- [What you will do] According to the profile of Sister Vivien Echekwubelu below, in which unit of the Baltimore hospital does she work as a nurse?

Sister Vivien Echekwubelu

Vivien Echekwubelu was born in Nigeria. She worked as a nurse in Nigeria, later coming to the United States to study for a degree in nursing. Sister Vivien entered the Sisters of Notre Dame de Namur in 2007, and lives in Baltimore, Maryland.

In 2020, Sister Viven wrote the following reflection, which was published in the Global Sisters Report:

COVID-19 has forced many of us to review what we do and why we do it. It makes us feel vulnerable, but I notice that people with strong faith can navigate the uncertainty better.

I am a Sister of Notre Dame de Namur and a full-time registered nurse working in a hospital in Baltimore, Maryland, in the neuro-stroke critical care unit.

This pandemic has made me think of the reason I became a nurse. As a young child growing up in Nigeria, West Africa, I was passionate and eager to help people around me and to bear other people's burdens. I used to go out with other children from our "children ministry" to visit the sick and lay hands on them — not knowing God was guiding me in the direction of my nursing vocation.

COVID-19 is unprecedented, and its impact has been overwhelming, because of the many uncertainties at the beginning of the pandemic. I came to work one Monday evening, and my unit manager told me that our unit had been converted to the COVID-19 unit for the hospital. The hospital, like many others, had no preparation to manage the emergency, and having to pioneer this new move was challenging and scary. At the beginning of the pandemic, there was much misinformation about the protocol for this new virus. The media did not help at all, because of the misinformation some of the media was spreading.

Sister Viven in her protective gear while nursing during the COVID-19 pandemic.

During the first days of the pandemic, I was afraid of contracting the virus, and I was equally worried about bringing the virus home to the sisters in my community. I think my experience working as a nurse in Nigeria during the HIV/AIDS pandemic without any proper training and adequate personal protective equipment (PPE) helped me to overcome that fear. I worked as an OB-GYN nurse delivering babies from mothers infected with HIV without even wearing gloves — but God kept me safe!

This is different: I never imagined anything like what we are experiencing today. Personally, I did not know much about this virus, and I'm not sure many others knew. Even today, there are many unanswered questions about the virus. We have seen many patients lose their lives to this deadly disease without their loved ones around them, but we also know many patients who recovered after contracting the virus. We know hospitals are trying different medicines, plasma transfusions, and sharing techniques to care for the patients and minimize their discomfort.

The fears continue and are real, especially working in the frontline. Two things minimize my fears: knowing more about the disease and how to care for our patients, and overall, the conviction I have of God's protection for all of us. God continues to keep me safe.

Most of my shifts are long and stressful. I have to wear PPE, and wearing an N95 mask for over 12 hours makes me feel lightheaded from time to time. The reward is seeing patients get better and being discharged. I recall that at the beginning of the pandemic, three young nurses (recent graduates) resigned because they were afraid of contracting the virus or rather were overwhelmed by the number of cases.

As an experienced nurse, I remind other nurses that the best way to deal with this crisis is to fight back. By fighting back, I mean doing everything possible to provide the best care and support to our patients. The desire to ensure that my patients receive the best care propels me to work extra shifts. I often work four nights a week, in 12-hour shifts. When I think of my patients, I feel the need to come back to the hospital even when I am tired. I have managed to keep a safe distance with the sisters in my community.

- [Source material]
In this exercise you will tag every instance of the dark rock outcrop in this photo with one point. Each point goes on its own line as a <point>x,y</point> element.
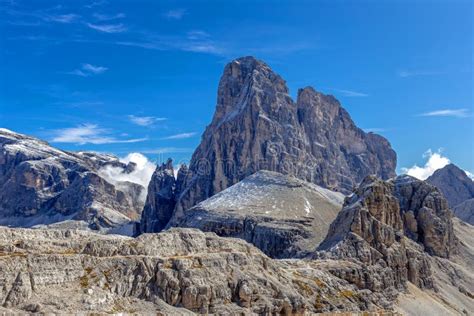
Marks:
<point>161,200</point>
<point>257,126</point>
<point>387,229</point>
<point>458,189</point>
<point>281,215</point>
<point>41,185</point>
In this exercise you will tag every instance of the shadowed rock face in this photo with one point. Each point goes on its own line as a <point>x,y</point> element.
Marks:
<point>257,126</point>
<point>389,228</point>
<point>40,184</point>
<point>282,216</point>
<point>458,189</point>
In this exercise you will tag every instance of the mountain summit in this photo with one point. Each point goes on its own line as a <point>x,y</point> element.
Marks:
<point>257,126</point>
<point>458,189</point>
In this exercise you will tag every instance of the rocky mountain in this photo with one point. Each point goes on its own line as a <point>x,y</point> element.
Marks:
<point>458,189</point>
<point>180,271</point>
<point>396,233</point>
<point>42,185</point>
<point>282,216</point>
<point>257,126</point>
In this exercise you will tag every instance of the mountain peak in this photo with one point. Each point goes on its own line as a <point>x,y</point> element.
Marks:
<point>455,184</point>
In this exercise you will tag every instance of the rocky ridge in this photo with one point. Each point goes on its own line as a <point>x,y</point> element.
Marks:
<point>458,189</point>
<point>388,230</point>
<point>283,216</point>
<point>257,126</point>
<point>42,185</point>
<point>180,271</point>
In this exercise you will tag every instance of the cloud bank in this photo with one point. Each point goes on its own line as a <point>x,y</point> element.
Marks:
<point>435,161</point>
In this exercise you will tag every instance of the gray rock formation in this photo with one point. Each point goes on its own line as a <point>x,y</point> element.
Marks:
<point>41,185</point>
<point>387,229</point>
<point>458,189</point>
<point>257,126</point>
<point>176,272</point>
<point>281,215</point>
<point>465,211</point>
<point>161,199</point>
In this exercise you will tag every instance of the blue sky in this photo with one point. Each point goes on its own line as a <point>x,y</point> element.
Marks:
<point>142,76</point>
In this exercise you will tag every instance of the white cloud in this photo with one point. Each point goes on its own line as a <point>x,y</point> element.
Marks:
<point>62,18</point>
<point>108,28</point>
<point>88,134</point>
<point>108,17</point>
<point>197,35</point>
<point>176,14</point>
<point>141,174</point>
<point>180,136</point>
<point>87,70</point>
<point>416,73</point>
<point>435,161</point>
<point>374,130</point>
<point>448,112</point>
<point>145,120</point>
<point>95,4</point>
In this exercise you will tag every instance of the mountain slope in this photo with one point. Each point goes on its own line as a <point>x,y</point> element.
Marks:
<point>41,185</point>
<point>257,126</point>
<point>458,189</point>
<point>281,215</point>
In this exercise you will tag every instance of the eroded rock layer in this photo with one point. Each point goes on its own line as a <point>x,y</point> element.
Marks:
<point>282,216</point>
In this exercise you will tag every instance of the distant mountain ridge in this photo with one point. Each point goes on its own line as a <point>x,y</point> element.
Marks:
<point>257,126</point>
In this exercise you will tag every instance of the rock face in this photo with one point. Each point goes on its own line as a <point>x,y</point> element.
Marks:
<point>257,126</point>
<point>40,184</point>
<point>458,189</point>
<point>388,229</point>
<point>281,215</point>
<point>180,271</point>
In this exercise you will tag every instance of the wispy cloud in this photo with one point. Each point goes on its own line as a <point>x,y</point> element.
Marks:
<point>88,134</point>
<point>416,73</point>
<point>145,120</point>
<point>62,18</point>
<point>94,4</point>
<point>108,28</point>
<point>40,16</point>
<point>374,130</point>
<point>87,70</point>
<point>197,35</point>
<point>167,150</point>
<point>175,14</point>
<point>193,41</point>
<point>108,17</point>
<point>349,93</point>
<point>448,112</point>
<point>180,136</point>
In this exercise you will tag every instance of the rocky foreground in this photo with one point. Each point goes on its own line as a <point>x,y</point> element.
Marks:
<point>185,271</point>
<point>42,185</point>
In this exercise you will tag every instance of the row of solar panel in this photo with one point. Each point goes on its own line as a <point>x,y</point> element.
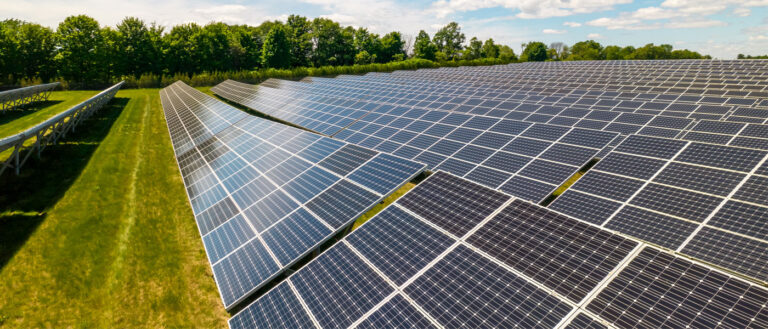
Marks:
<point>738,91</point>
<point>563,94</point>
<point>524,159</point>
<point>265,194</point>
<point>641,121</point>
<point>652,217</point>
<point>691,73</point>
<point>454,254</point>
<point>708,201</point>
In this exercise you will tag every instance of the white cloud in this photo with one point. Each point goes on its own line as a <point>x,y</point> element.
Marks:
<point>553,31</point>
<point>527,8</point>
<point>742,11</point>
<point>694,24</point>
<point>673,14</point>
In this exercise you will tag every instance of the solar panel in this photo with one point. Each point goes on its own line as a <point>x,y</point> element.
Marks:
<point>521,265</point>
<point>264,194</point>
<point>691,197</point>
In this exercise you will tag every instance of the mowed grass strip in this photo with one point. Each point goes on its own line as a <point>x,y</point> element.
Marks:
<point>99,233</point>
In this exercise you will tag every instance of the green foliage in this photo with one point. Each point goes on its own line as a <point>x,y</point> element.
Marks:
<point>364,57</point>
<point>423,47</point>
<point>80,40</point>
<point>534,52</point>
<point>742,56</point>
<point>333,45</point>
<point>507,54</point>
<point>83,54</point>
<point>300,29</point>
<point>368,43</point>
<point>490,49</point>
<point>449,40</point>
<point>276,52</point>
<point>392,45</point>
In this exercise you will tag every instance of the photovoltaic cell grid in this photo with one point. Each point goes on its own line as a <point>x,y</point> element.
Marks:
<point>264,194</point>
<point>625,117</point>
<point>708,201</point>
<point>417,265</point>
<point>576,106</point>
<point>523,159</point>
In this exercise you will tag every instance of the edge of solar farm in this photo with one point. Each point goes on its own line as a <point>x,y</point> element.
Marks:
<point>693,227</point>
<point>560,151</point>
<point>476,257</point>
<point>411,169</point>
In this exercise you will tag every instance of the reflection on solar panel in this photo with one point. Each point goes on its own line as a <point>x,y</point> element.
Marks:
<point>521,158</point>
<point>683,149</point>
<point>264,194</point>
<point>513,264</point>
<point>705,200</point>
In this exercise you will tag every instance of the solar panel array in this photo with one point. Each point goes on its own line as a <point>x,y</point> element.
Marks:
<point>14,98</point>
<point>455,254</point>
<point>708,201</point>
<point>668,229</point>
<point>263,194</point>
<point>526,128</point>
<point>528,160</point>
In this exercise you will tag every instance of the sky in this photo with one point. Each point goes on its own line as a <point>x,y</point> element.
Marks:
<point>721,28</point>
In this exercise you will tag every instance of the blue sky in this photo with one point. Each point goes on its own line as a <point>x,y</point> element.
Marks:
<point>721,28</point>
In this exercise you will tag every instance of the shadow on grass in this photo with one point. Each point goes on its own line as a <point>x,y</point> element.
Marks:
<point>23,111</point>
<point>26,199</point>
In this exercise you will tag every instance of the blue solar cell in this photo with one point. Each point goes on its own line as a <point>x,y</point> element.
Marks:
<point>431,159</point>
<point>651,146</point>
<point>528,189</point>
<point>320,149</point>
<point>287,170</point>
<point>385,173</point>
<point>466,290</point>
<point>398,244</point>
<point>456,167</point>
<point>269,210</point>
<point>278,308</point>
<point>295,235</point>
<point>349,288</point>
<point>650,226</point>
<point>549,172</point>
<point>243,271</point>
<point>527,146</point>
<point>342,203</point>
<point>508,162</point>
<point>253,191</point>
<point>225,238</point>
<point>487,176</point>
<point>585,207</point>
<point>446,147</point>
<point>396,313</point>
<point>474,154</point>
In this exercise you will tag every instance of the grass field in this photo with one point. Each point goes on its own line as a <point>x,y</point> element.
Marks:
<point>98,233</point>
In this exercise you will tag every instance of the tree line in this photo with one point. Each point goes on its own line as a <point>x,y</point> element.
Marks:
<point>742,56</point>
<point>82,52</point>
<point>593,50</point>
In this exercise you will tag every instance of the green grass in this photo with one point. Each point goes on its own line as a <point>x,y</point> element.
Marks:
<point>383,204</point>
<point>99,233</point>
<point>17,120</point>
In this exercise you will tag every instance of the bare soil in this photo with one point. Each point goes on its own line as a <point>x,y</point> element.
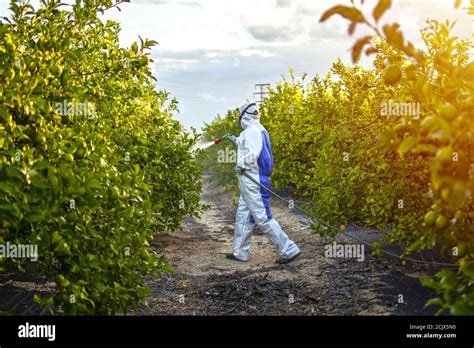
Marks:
<point>206,283</point>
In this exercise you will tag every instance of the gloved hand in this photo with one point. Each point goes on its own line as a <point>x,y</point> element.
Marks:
<point>232,138</point>
<point>239,170</point>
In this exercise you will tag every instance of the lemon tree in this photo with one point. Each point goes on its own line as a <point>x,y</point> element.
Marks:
<point>91,162</point>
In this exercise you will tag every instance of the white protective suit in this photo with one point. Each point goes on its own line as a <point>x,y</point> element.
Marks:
<point>254,154</point>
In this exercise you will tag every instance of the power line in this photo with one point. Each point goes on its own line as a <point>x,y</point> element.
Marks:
<point>173,84</point>
<point>192,98</point>
<point>193,84</point>
<point>262,91</point>
<point>207,77</point>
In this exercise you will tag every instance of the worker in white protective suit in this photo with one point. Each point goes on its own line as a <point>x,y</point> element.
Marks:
<point>254,159</point>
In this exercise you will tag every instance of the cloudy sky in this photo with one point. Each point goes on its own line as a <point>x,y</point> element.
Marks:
<point>211,53</point>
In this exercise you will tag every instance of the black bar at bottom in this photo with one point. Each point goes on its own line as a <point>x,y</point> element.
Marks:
<point>451,331</point>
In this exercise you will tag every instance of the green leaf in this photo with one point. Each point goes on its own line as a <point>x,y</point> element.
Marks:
<point>467,267</point>
<point>40,182</point>
<point>381,7</point>
<point>408,144</point>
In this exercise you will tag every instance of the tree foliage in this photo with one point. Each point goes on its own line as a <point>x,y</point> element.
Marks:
<point>91,161</point>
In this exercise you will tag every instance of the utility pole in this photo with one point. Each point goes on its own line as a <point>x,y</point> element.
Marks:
<point>262,92</point>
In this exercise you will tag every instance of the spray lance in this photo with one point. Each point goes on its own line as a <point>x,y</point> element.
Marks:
<point>219,139</point>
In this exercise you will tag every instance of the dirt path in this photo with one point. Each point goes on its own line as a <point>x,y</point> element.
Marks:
<point>206,283</point>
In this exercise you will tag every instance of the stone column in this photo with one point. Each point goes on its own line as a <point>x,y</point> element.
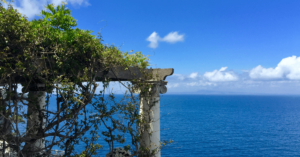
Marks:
<point>150,111</point>
<point>37,96</point>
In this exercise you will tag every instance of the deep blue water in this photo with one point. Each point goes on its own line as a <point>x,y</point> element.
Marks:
<point>228,126</point>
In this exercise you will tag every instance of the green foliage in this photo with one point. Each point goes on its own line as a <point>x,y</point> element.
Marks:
<point>52,51</point>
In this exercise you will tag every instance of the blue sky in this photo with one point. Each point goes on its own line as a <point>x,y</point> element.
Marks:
<point>215,46</point>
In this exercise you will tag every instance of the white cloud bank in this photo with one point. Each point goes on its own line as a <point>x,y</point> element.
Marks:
<point>220,75</point>
<point>31,8</point>
<point>288,67</point>
<point>193,75</point>
<point>172,37</point>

- [Answer to the exercise] The neuro-stroke critical care unit.